GIVEN PROBLEM:
Locate each line in the material below that contains the string "covered" and copy those lines out in full. Treat uppercase and lowercase letters as different.

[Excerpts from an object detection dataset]
----------

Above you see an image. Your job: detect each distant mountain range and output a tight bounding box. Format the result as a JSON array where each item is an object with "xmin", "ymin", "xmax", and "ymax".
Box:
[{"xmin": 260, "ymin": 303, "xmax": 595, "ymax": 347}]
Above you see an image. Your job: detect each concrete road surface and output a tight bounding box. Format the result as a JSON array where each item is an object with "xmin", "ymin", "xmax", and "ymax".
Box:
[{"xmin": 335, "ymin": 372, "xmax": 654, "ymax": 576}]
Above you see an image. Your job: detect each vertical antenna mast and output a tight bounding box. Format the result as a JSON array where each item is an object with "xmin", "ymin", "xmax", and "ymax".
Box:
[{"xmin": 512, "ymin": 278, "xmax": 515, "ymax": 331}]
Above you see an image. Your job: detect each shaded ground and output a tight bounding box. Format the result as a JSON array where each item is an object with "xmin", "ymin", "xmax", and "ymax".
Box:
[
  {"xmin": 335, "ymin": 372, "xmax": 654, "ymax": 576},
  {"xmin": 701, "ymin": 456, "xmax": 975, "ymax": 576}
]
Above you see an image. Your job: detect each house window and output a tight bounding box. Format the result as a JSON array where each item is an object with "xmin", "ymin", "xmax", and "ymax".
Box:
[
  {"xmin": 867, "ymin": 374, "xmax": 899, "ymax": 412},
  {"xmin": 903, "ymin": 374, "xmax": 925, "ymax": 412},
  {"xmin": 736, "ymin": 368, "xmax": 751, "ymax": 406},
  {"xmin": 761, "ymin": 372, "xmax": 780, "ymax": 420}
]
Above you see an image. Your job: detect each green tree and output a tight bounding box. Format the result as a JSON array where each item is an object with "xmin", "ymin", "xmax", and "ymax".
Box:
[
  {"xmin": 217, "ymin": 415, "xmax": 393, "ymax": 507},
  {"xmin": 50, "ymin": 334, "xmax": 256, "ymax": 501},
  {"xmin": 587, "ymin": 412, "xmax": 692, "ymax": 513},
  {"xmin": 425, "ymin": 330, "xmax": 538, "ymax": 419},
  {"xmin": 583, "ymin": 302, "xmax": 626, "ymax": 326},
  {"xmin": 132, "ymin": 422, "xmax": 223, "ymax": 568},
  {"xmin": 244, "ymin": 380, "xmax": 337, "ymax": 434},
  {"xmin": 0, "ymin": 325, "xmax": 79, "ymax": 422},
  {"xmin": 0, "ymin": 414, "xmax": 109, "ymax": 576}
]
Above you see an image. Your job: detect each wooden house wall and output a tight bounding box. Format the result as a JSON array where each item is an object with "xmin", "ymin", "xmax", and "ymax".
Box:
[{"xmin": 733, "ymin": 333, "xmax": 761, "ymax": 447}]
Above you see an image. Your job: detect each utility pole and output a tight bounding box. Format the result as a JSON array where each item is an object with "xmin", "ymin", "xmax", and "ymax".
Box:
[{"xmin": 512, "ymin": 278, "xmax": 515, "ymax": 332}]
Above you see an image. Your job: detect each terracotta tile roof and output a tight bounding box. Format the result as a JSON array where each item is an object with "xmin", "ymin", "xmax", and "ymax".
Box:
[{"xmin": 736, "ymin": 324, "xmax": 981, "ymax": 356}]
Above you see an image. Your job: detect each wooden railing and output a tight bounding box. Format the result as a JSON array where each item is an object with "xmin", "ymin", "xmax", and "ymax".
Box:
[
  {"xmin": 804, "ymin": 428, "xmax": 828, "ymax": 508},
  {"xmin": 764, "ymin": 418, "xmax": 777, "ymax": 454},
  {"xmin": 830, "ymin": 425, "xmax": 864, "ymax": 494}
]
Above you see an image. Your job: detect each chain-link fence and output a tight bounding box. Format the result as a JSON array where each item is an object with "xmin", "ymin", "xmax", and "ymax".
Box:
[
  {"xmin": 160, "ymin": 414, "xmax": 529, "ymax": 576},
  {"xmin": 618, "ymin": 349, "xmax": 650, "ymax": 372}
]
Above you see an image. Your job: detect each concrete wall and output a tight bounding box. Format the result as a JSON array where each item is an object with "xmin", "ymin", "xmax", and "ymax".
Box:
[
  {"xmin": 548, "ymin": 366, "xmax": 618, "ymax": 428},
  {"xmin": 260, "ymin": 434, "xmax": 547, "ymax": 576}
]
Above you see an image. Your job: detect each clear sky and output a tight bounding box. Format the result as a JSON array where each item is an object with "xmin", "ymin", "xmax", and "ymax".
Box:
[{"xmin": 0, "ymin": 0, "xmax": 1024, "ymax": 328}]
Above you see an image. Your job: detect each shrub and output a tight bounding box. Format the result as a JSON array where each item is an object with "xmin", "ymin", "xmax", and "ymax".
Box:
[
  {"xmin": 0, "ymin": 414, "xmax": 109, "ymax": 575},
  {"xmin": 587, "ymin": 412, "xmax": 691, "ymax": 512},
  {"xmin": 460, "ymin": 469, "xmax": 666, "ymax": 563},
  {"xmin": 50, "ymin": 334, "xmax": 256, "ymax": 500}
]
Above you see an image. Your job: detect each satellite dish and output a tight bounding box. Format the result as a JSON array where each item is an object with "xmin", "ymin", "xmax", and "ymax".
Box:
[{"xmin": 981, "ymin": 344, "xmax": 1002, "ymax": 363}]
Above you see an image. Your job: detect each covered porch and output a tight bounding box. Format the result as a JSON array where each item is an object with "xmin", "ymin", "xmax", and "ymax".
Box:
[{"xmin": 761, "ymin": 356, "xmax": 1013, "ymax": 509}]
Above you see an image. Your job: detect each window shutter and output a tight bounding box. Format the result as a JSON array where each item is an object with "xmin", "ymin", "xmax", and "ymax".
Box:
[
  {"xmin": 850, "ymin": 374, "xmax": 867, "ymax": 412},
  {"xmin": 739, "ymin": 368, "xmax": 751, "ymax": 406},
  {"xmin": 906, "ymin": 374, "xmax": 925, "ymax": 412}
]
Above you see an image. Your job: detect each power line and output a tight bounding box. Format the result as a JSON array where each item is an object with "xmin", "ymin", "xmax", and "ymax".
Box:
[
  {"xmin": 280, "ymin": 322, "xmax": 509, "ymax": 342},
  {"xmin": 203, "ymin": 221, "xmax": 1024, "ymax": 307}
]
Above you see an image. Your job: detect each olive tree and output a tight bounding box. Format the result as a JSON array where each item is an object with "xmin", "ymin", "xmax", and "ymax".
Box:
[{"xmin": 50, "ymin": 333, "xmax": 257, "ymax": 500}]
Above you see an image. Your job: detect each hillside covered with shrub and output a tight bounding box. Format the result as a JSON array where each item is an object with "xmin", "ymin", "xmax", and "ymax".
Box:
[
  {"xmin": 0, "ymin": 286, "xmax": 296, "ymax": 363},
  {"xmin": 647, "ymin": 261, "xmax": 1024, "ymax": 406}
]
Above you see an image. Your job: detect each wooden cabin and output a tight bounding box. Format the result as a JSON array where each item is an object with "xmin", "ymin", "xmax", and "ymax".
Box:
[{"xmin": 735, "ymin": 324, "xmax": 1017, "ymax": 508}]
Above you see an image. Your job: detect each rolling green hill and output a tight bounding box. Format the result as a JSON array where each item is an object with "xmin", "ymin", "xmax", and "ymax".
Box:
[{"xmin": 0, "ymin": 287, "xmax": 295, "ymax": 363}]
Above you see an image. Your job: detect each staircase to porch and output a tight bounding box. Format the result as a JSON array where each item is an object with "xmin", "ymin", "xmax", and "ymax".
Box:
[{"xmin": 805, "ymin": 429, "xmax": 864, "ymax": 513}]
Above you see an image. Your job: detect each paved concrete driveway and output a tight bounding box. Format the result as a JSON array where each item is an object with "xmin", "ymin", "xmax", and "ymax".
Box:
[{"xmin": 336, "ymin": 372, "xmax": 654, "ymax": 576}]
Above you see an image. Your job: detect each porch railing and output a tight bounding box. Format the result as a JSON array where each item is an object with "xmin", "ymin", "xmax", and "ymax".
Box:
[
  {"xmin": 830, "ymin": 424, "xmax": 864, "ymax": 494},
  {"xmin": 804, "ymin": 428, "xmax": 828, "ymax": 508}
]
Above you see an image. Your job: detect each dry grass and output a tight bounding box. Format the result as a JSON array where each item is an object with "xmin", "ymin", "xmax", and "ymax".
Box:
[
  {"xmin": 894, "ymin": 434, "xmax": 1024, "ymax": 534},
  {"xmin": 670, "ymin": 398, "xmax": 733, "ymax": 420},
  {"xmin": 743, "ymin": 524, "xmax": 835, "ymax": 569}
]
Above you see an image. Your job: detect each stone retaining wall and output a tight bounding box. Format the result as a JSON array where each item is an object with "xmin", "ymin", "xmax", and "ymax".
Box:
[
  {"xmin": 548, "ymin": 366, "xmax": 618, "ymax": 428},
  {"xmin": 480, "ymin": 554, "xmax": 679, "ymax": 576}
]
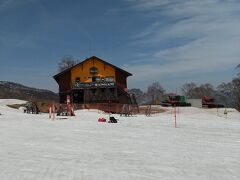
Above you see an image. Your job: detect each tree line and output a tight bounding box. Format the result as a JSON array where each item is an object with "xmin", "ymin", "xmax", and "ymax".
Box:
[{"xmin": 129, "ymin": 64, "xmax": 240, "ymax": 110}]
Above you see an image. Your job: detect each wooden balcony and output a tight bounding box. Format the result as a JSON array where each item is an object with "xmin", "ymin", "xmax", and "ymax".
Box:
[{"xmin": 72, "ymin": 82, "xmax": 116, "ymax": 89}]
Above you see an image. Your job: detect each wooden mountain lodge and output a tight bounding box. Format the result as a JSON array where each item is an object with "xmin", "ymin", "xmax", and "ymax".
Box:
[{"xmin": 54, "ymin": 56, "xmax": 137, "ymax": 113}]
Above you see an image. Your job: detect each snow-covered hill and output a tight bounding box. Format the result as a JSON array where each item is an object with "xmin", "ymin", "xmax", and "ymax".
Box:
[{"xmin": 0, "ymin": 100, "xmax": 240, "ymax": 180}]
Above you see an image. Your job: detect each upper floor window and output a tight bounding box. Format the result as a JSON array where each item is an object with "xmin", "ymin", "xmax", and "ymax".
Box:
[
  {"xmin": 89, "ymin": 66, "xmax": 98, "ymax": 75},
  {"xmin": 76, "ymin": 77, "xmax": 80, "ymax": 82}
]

----------

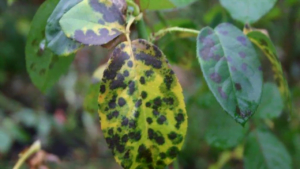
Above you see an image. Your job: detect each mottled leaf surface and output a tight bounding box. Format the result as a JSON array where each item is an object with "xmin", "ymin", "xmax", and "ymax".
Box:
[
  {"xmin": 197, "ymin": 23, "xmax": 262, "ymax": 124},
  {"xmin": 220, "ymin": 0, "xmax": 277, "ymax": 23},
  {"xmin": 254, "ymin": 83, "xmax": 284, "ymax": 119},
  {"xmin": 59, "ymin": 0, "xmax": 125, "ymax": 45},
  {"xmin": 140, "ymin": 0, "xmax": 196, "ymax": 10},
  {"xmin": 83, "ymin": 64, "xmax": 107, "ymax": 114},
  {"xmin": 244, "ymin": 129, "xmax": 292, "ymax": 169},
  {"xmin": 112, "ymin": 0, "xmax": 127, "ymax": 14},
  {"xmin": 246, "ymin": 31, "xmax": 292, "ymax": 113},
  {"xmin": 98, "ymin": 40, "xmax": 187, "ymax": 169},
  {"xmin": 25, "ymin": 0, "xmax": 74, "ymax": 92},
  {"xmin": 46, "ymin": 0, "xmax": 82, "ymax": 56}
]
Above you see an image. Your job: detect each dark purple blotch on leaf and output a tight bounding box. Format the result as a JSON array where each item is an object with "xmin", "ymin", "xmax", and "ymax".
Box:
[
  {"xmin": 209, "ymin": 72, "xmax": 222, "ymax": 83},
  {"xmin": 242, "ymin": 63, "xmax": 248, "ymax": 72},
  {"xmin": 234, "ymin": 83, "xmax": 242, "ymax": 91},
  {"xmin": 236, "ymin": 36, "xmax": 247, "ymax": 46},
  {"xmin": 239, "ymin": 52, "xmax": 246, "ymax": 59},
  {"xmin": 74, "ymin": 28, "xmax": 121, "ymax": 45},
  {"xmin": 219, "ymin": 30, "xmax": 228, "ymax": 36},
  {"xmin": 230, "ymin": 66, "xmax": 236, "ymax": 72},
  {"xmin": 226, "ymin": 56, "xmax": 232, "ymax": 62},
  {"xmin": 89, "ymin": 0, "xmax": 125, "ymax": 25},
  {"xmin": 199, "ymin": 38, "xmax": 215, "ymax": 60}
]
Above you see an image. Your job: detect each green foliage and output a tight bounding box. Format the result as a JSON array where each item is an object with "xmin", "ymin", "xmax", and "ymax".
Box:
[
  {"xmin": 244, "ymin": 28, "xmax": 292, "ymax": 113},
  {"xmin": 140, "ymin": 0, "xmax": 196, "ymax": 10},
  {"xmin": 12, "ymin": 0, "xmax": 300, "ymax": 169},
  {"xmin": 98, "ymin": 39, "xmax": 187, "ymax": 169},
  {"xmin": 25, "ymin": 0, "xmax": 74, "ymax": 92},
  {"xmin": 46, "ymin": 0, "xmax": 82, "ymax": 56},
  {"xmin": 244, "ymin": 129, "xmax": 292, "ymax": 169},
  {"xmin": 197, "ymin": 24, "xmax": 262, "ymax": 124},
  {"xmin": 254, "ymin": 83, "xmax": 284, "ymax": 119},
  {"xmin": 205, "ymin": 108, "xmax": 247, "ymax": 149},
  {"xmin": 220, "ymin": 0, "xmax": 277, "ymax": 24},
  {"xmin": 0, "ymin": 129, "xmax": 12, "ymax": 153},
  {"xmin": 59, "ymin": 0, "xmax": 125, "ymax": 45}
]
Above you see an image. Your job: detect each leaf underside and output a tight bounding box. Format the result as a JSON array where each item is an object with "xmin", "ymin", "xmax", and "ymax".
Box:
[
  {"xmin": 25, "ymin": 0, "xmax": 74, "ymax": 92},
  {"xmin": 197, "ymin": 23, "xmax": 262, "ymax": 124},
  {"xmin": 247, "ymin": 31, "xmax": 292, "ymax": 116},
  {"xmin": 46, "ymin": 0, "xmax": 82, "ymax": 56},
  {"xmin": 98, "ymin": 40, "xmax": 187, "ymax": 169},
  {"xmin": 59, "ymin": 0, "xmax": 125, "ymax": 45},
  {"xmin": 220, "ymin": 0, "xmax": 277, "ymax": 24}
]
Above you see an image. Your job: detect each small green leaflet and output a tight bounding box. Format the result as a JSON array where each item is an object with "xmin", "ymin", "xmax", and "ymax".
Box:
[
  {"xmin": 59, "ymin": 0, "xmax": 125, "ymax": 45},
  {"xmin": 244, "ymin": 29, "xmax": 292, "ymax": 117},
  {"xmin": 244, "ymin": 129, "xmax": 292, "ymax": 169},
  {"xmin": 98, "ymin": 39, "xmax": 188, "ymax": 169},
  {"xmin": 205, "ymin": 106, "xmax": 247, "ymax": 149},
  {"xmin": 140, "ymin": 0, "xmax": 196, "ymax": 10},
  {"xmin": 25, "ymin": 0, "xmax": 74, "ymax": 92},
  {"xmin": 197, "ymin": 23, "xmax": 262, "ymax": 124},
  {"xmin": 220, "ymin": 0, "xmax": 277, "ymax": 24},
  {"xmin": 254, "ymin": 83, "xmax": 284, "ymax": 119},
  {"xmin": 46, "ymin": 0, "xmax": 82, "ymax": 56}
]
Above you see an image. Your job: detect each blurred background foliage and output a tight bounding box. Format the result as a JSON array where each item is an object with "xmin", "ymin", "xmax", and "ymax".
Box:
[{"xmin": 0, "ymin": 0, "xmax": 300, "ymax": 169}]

----------

OUTPUT FOR THIS EXERCISE:
Above you see an image. Your job: detect each covered porch and output a tight bounding box. Format the result as a JSON array where each item is an object with "xmin", "ymin", "xmax", and "ymax".
Above you see an image. Your job: detect each hillside covered with shrub and output a tight bounding box. Format the result as a JSON array where each item is an object with "xmin", "ymin", "xmax", and "ymax".
Above you see an image. Your job: detect each snow-covered hill and output a tight bounding box. Format the result as a JSON array where each item is an object with "xmin", "ymin", "xmax", and "ymax".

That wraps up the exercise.